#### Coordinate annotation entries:
* * * * * * *

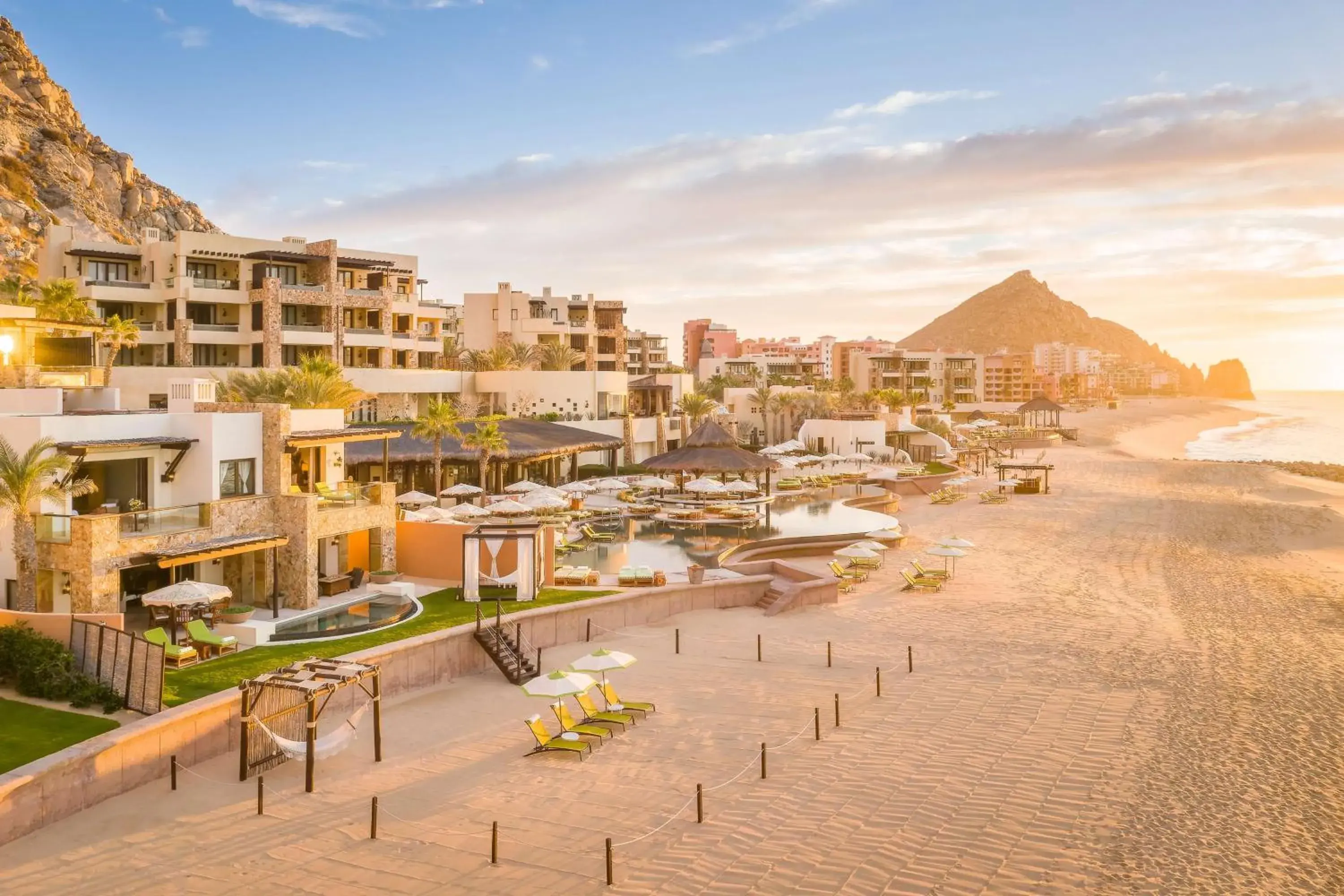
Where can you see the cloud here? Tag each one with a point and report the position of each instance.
(310, 15)
(800, 13)
(906, 100)
(1191, 228)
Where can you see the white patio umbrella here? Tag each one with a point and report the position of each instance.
(944, 551)
(558, 684)
(181, 594)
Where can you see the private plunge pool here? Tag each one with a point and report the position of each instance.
(662, 546)
(366, 614)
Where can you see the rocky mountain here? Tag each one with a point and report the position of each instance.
(1229, 379)
(54, 171)
(1021, 312)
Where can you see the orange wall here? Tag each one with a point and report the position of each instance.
(57, 625)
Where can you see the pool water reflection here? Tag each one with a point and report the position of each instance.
(662, 547)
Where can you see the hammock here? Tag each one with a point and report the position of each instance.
(326, 746)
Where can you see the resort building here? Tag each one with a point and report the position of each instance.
(224, 493)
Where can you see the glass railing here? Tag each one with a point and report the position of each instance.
(163, 520)
(53, 527)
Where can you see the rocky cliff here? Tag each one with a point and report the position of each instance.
(1229, 379)
(54, 171)
(1021, 312)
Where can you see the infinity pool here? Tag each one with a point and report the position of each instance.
(363, 616)
(662, 547)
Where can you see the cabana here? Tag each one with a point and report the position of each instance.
(711, 449)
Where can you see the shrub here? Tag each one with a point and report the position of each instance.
(41, 667)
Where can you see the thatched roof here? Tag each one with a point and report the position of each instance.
(710, 449)
(526, 440)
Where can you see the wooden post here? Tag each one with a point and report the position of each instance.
(378, 715)
(311, 759)
(242, 738)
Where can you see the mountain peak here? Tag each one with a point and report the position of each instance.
(54, 171)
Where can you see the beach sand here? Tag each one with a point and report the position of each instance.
(1132, 685)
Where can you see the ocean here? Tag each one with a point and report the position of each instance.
(1291, 426)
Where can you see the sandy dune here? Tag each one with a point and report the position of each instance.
(1131, 687)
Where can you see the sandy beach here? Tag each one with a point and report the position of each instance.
(1132, 685)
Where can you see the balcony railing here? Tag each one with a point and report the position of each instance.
(53, 528)
(163, 520)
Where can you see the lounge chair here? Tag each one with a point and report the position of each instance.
(562, 715)
(179, 657)
(546, 742)
(209, 641)
(596, 536)
(613, 702)
(920, 585)
(929, 574)
(592, 714)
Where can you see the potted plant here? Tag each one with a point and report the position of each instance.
(236, 614)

* * * * * * *

Copy every line of the material above word for word, leaving out the pictures.

Where can you see the cloud here? Tag each one with a point and report the position of each instance.
(310, 15)
(800, 13)
(906, 100)
(1191, 228)
Where can you see the white patio umbrella here? Tag each one with a point and report the position of each instance.
(944, 551)
(558, 684)
(181, 594)
Where can you see the private plunge pool here? Tag each one with a point and report the position of each instance.
(662, 546)
(366, 614)
Where can you see the rocky mountain here? Tag each one with a point and report the position of each instance.
(1229, 379)
(54, 171)
(1021, 312)
Where can you see the orange wall here? Tag each one with a point and report the position of each instance.
(57, 625)
Where can you see the pool water reflection here? Tag each one with a point and report the position of each instance.
(662, 547)
Where can you see the hammock here? Tag each one with a point and report the position of each instance.
(326, 746)
Where can you see the resort building here? Tag each one with a point and report the position of each instance.
(224, 493)
Where can you see the glass railing here? Tag each one with a point and report the position of each instance.
(163, 520)
(53, 527)
Where can you see the rocky cliff here? Tag each one with a point and report the position of each instance.
(1229, 379)
(54, 171)
(1021, 312)
Where can you see the infinity pool here? Tag each one with a point and report the position of each instance.
(363, 616)
(662, 547)
Where can you see the cabana here? Tag each one with a point and report the position of each instance.
(711, 449)
Where can you see the shrub here? Tag each one with a point and report the position of each instance.
(41, 667)
Where can you see the thatched roof here? Tag each one with a point and report the position of each instance.
(710, 449)
(526, 440)
Where can you see the wooden post here? Tag each one with a point and report the position of each instance.
(378, 715)
(311, 759)
(242, 738)
Where can you see the mountain peak here? Tag each one with a point and report the position of each instance.
(54, 171)
Where can you see the beach sand here? Tag each one with a point and report the position of each instance.
(1132, 685)
Where can you see the ocean here? Tag each one with a point and report the position of each instance.
(1291, 426)
Where can you see the sandy dune here? Tag each one with a point and report the position of each instance.
(1131, 687)
Where can you see the sandy beach here? Tag each one with a point and report the position of each instance.
(1132, 685)
Where can you see the balcony railing here? Tag each one with a point and report the position of each instance.
(53, 528)
(163, 520)
Where can you see the lounge chair here? Tag each one with a point and report the position of each instance.
(562, 715)
(179, 657)
(546, 742)
(209, 641)
(596, 536)
(613, 702)
(920, 585)
(929, 574)
(592, 714)
Where can you see the potted plant here? Tag each one with a point and report the position of each instance.
(236, 614)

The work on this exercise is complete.